## [Text shown]
Celebrated as a technological marvel that rivaled the Eiffel Tower, Chicago’s Ferris wheel has stood as an enduring symbol of the 1893 World’s Columbian Exposition. Over the past 125 years, the Ferris wheel has inspired imitations, large and small, around the globe: the 443-foot London Eye and the 541-foot Singapore Flyer are two of the tallest contemporary wheels in operation. Designed and promoted as an observation wheel, the Ferris wheel is part of a lineage of urban observation towers built for expositions that began with New York City’s Latting Observatory in 1853. But the story of the Ferris wheel’s rise skyward begins with the dynamics that shaped Chicago during the 1850s—a transformative decade for Chicago.

In 1848, the completion of the Illinois & Michigan Canal, the construction of the Galena & Chicago Union Railroad, and the founding of the Board of Trade ushered in an economic boom. By 1860, Chicago’s population had grown almost fourfold, and the physical footprint of the city expanded as commercial and industrial development pushed residential areas further north, south, and west. Ten trunk lines converged in the city, linking Chicago by rail to farming communities and commercial centers nationwide.

Most Chicagoans took enormous pride in this urban expansion, extolling the virtues of their city as an ideal place for commerce and industry and bragging about its importance to the nation. Urban panoramas, or bird’s-eye views, became valuable tools for those seeking to attract new investors, industries, and businesses, and Chicagoans eagerly embraced them. The lithographic aerial views of Chicago, typically looking east from an angled position high above Lake Michigan, depicted the city in a three-dimensional manner, focusing on transportation features and industrial capacity and sometimes exaggerating the commercial claims of its boosters.

## [Listed entries]
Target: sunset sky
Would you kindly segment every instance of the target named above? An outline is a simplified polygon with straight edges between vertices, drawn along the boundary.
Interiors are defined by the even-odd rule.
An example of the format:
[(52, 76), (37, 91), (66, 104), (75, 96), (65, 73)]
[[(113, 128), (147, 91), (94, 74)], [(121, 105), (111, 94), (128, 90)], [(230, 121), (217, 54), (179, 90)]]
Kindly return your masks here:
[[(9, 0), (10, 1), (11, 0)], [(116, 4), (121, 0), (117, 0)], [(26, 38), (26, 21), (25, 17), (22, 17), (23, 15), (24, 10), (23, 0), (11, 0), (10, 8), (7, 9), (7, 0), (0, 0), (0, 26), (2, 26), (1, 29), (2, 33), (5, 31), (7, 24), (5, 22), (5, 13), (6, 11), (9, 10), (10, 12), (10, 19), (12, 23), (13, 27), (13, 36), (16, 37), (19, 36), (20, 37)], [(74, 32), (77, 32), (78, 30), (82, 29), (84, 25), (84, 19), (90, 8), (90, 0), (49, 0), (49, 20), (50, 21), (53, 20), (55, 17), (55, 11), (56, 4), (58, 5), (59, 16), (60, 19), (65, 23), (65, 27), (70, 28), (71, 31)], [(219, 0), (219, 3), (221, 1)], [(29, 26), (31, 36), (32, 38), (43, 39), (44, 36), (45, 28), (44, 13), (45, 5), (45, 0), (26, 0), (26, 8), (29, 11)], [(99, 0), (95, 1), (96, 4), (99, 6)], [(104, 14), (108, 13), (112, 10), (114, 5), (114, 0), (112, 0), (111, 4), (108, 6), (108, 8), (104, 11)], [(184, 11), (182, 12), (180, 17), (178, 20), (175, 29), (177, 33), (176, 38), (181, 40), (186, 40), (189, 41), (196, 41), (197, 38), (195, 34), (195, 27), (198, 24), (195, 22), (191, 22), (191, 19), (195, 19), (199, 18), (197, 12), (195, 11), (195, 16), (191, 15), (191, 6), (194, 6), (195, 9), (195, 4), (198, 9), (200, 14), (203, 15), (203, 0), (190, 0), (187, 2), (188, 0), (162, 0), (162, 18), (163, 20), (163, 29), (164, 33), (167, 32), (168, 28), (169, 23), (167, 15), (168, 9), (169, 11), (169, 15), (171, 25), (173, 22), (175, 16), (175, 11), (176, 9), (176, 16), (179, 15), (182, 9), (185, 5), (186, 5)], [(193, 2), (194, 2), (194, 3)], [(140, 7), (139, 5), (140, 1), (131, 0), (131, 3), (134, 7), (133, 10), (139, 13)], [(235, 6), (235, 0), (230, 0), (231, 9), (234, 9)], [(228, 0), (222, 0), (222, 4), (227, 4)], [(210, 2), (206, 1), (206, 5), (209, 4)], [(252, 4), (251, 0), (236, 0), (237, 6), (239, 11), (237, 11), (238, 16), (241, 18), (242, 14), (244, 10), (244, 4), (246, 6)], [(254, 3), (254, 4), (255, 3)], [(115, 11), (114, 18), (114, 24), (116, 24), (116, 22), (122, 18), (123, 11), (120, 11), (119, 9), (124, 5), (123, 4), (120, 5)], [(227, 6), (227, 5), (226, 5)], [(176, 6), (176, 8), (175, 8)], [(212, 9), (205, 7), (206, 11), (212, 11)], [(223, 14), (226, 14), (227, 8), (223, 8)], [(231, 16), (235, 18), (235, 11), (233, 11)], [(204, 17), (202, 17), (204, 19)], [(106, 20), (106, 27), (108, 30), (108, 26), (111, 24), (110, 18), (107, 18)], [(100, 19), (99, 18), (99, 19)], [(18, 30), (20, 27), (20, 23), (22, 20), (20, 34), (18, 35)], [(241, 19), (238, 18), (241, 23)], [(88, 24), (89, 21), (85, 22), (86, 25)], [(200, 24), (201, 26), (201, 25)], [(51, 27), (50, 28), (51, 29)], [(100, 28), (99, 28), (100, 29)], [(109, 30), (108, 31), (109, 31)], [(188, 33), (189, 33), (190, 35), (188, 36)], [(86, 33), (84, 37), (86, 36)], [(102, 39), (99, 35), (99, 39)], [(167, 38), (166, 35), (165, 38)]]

## [Set problem]
Read the text about Chicago's Ferris wheel. Decide whether each statement below agrees with it, answering yes or no and quoting the words that settle it: (a) The Singapore Flyer is taller than the London Eye. (b) The Latting Observatory was built in Chicago. (c) By 1860, Chicago's population had about doubled.

## [Task result]
(a) Yes: "the 443-foot London Eye and the 541-foot Singapore Flyer"
(b) No: "New York City’s Latting Observatory in 1853"
(c) No: "By 1860, Chicago’s population had grown almost fourfold"